#### CONSIGNE A:
Transforme en liste numérotée les lignes de données, de celle qui contient « Task: point out each instance of the white apartment » jusqu'à la dernière incluse, sans reprendre les lignes vides.
━━━━
Alain Brunet est d’avis que la SAQ a grandement raffiné sa gestion depuis le milieu des années 1980. Au cours de cette période, la société d’État a beaucoup travaillé son expertise en matière de produits, notamment en formant mieux son personnel. À la fin des années 1990, l’arrivée à la tête de la SAQ de Gaétan Frigon, un spécialiste du commerce de détail, a permis d’élaborer des outils et des stratégies de gestion vraiment liées à ses besoins de détaillant et d’accélérer le virage vers la commercialisation. Les années 2000 ont plutôt été celles de l’amélioration de la gouvernance, dans la foulée de l’adoption de la Loi sur la gouvernance des sociétés d’État en 2006 et de la quête de performance.

« Depuis un peu plus de cinq ans, nous avons encore accru la rigueur de notre gestion en bâtissant sur l’infrastructure mise en place par nos prédécesseurs, explique Alain Brunet. Ces années ont été bonnes du côté de la progression du dividende et des bénéfices. » De fait, la SAQ a remis en 2017 un dividende de 1,086 milliard de dollars au gouvernement du Québec. Cette année-là, en effet, les ventes avaient augmenté de 1,6 %. En tenant compte des taxes, la SAQ a versé un total de 2,13 milliards de dollars aux gouvernements québécois et canadien.

Pourtant, ces chiffres ne convainquent pas tout le monde. En 2016, le Centre sur la productivité et la prospérité de HEC Montréal a publié une étude critiquant le faible gain en matière de productivité et d’efficacité à la SAQ au fil des ans. « La SAQ a un monopole et des clients captifs, c’est donc normal qu’elle rapporte de l’argent, mais ça ne dit pas si elle est efficace, avance Robert Gagné, professeur à HEC Montréal et coauteur du rapport. Pendant longtemps, le gouvernement a encaissé son dividende sans remettre en question l’efficacité de la SAQ et sans lui imposer de cibles précises dans ce domaine. Or, si elle était plus efficace, la SAQ pourrait rapporter davantage ou encore baisser ses prix. »

M. Gagné concède toutefois que la situation a changé depuis deux ans et que le gouvernement effectue un contrôle plus serré de la productivité et de l’efficacité de sa société d’État. De son côté, Alain Brunet défend le bilan de la SAQ, exemples à l’appui. Il cite d’abord la croissance des ventes de 50 % à la SAQ en dix ans, contre 37 % pour l’ensemble du commerce de détail au Québec et 30 % pour les épiceries. « Si, comme monopole, nous avions sous-performé par rapport à des commerces comparables, ce serait un problème, mais nous avons plutôt surperformé », précise-t-il.
━━━━
#### CONSIGNE B:
Les affirmations suivantes sont-elles conformes à l'extrait sur la SAQ ? Réponds par oui ou par non et cite les mots exacts qui tranchent.
(i) En 2017, la SAQ a remis au gouvernement du Québec un dividende de plus d'un milliard de dollars.
(ii) L'étude de HEC Montréal critiquant la SAQ a été publiée en 2006.
(iii) D'après Alain Brunet, les ventes de la SAQ ont progressé de 37 % en dix ans.

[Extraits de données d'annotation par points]
━━━━
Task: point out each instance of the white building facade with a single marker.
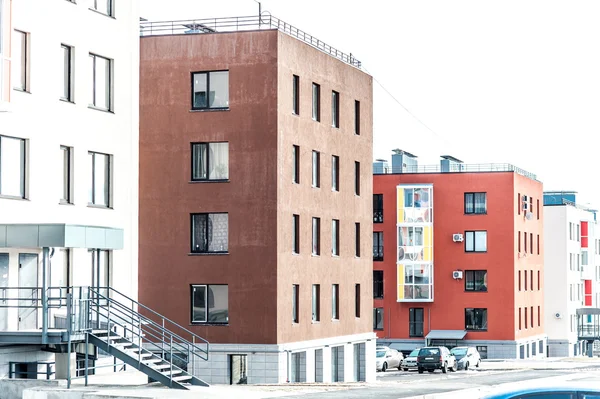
(572, 265)
(69, 132)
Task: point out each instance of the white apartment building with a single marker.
(572, 270)
(69, 111)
━━━━
#### SOLUTION RÉDIGÉE A:
1. Task: point out each instance of the white apartment building with a single marker.
2. (572, 270)
3. (69, 111)

#### SOLUTION RÉDIGÉE B:
(i) Oui : « la SAQ a remis en 2017 un dividende de 1,086 milliard de dollars au gouvernement du Québec ».
(ii) Non : « En 2016, le Centre sur la productivité et la prospérité de HEC Montréal a publié une étude ».
(iii) Non : « la croissance des ventes de 50 % à la SAQ en dix ans ».